WHAT NEEDS TO BE DONE:
Write out the listing below exactly, and omit any images you find in it.
═══ SOURCE MATERIAL
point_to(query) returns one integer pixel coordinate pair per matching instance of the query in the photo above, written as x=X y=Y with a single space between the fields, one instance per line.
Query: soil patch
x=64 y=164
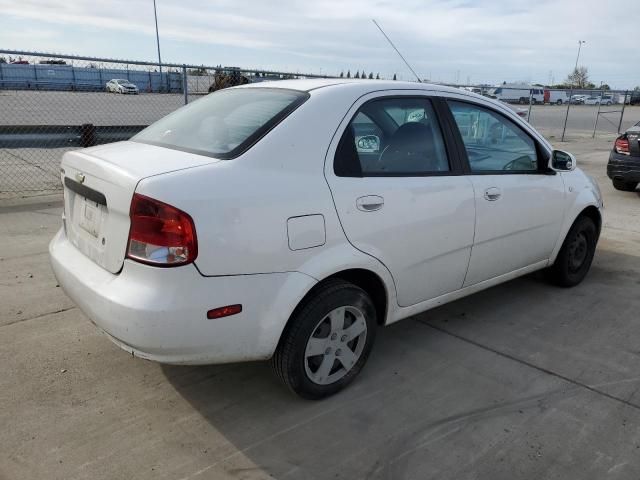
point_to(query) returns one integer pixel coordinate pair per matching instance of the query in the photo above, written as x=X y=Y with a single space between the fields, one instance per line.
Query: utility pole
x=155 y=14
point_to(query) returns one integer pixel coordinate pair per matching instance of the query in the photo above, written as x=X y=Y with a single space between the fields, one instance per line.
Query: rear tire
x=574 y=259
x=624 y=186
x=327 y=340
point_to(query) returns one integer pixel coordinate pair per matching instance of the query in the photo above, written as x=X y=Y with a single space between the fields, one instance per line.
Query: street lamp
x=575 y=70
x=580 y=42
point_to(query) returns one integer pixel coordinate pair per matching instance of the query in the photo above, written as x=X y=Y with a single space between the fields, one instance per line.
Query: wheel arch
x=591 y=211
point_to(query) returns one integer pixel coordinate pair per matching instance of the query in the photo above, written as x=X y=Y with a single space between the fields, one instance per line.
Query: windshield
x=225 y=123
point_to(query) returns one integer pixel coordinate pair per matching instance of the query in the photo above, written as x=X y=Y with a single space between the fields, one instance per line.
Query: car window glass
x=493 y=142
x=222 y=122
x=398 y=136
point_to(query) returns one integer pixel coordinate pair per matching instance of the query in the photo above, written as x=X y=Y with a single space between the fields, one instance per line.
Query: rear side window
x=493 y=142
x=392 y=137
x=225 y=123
══════
REPLY:
point_to(query) returns one integer pixel coordinate pair per matching instance of the query in the photo above, written as x=X y=Y with a single space between the fields, one instance per line.
Query: soil patch
x=64 y=164
point_to(query) returns one integer pixel coordinate pair per matching instance of the query in the photo above, written as x=X y=Y with a single space between the fields, one instance per line.
Query: utility pole
x=155 y=14
point_to(query) returns one integer pixel coordinate pair per matching instance of the query in the photo above, written as x=X y=Y with a single space between the fields, one instance per line.
Query: rear tire
x=574 y=259
x=624 y=186
x=327 y=340
point_to(query) returns one integer pixel coordinate pair per matching instance of the query in the photo above, written as x=X y=Y with a single space between the fields, one instance per line.
Query: street lamp
x=575 y=70
x=580 y=42
point_to(query) returns one integer pixel coordinate pair per matching instance of the query in the photo above, written as x=X y=Y with a single space between the fields, one instance per line.
Query: wheel arch
x=591 y=211
point_to(query) returns one integer pixel coordinate pair per matching instance of the query in the photo above, written as x=X y=Y with a single space between the fields, one instance per line.
Query: windshield
x=225 y=123
point_to(query) returns one integer pixel coordinate pair per matching instance of the query in the photo above, written as x=X y=Y with a single space between the fields, one instance per line.
Query: car window glass
x=493 y=142
x=222 y=122
x=398 y=136
point_to(query) returns one integer pixel coordinate pair per matching instance of the query in the photo above, written as x=X y=Y with a single space between the fields, one instance per line.
Query: rear side window
x=493 y=142
x=392 y=137
x=225 y=123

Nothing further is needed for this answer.